◆ Job a ◆
Give every one-word label that opens a line of the kayak race announcement and is followed by a colon.

◆ Selected text ◆
● ● ●
Fun in the Sun & Surf Team Challenge in Building a Kayak and Race it to Win

Who: Santa Barbara Maritime Museum in collaboration with Semana Nautica, hosts the annual SBMM Kardboard Kayak Race

Where: West Beach (across from Sambo’s) for Kayak construction and Races

What: Teams of up to 4 create and paddle Kardboard Kayaks

When: Saturday, July 13, 2013 from 1 – 3 pm (Registration: 12 noon)

Why: Provides a test of wits, design capabilities, and builds team camaraderie

Cost: Entry fee of $25 for SBMM members and $30 for non-members per team provides participants with supplies & infinite fun

To Register Call: (805) 962-8404, x115 or Register Below

Number of Teams are limited, so to guarantee entry, please register early.
● ● ●
◆ Job b ◆
In the records, take the lines from the line with "Task: pick out spider cephalothorax, one" to the line with "<point>702,524</point>" and substitute "spider abdomen" for "spider cephalothorax". Return only those lines, with everything else unchanged.

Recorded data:
● ● ●
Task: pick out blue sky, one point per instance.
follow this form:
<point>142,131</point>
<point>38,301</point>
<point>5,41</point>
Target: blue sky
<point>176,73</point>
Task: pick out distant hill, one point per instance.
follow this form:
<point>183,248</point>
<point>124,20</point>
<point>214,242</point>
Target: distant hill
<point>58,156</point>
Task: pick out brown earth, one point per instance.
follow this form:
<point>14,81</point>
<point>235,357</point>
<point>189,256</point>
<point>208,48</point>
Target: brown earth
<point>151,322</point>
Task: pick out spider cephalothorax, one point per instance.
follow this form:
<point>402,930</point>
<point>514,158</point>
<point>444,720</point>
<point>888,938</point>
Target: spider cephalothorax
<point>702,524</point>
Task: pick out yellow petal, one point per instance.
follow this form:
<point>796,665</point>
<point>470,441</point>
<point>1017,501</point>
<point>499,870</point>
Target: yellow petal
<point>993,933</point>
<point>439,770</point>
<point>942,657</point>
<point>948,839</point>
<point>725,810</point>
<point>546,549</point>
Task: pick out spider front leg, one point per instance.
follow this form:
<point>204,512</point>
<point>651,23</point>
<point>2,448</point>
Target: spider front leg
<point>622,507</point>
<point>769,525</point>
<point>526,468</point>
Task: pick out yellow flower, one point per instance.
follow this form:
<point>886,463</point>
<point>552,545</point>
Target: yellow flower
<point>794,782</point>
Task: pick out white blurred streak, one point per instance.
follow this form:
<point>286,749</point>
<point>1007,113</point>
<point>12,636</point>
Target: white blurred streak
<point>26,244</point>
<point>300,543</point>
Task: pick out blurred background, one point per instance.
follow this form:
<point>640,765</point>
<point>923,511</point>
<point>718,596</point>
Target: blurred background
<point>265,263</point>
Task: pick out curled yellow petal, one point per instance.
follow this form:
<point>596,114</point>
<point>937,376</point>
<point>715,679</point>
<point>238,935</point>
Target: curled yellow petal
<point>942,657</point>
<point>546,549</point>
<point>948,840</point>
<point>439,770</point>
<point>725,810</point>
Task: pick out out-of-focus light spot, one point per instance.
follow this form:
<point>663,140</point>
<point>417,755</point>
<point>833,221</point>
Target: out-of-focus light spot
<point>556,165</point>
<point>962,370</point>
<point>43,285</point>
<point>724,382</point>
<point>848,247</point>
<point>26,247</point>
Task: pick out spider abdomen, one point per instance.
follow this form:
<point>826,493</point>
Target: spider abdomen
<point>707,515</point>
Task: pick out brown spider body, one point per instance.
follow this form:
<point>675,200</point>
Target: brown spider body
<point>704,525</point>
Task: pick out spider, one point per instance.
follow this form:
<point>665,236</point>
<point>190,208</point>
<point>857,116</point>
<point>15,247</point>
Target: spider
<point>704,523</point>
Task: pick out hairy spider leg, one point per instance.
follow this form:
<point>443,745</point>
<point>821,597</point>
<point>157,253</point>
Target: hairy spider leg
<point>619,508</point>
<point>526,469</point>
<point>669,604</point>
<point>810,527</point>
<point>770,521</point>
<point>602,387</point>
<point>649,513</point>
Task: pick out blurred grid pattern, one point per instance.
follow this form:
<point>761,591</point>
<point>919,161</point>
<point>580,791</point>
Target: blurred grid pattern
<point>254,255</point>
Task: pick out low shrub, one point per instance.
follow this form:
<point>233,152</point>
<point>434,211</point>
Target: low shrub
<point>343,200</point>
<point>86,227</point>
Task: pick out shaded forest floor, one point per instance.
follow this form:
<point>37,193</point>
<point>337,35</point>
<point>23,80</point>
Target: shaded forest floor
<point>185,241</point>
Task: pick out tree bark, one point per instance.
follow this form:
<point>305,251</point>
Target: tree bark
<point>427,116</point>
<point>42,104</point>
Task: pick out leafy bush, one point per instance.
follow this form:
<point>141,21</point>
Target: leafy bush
● ● ●
◆ Task answer a ◆
Who, Where, What, When, Why, Cost

◆ Task answer b ◆
Task: pick out spider abdomen, one point per instance.
follow this form:
<point>402,930</point>
<point>514,158</point>
<point>444,720</point>
<point>888,938</point>
Target: spider abdomen
<point>702,524</point>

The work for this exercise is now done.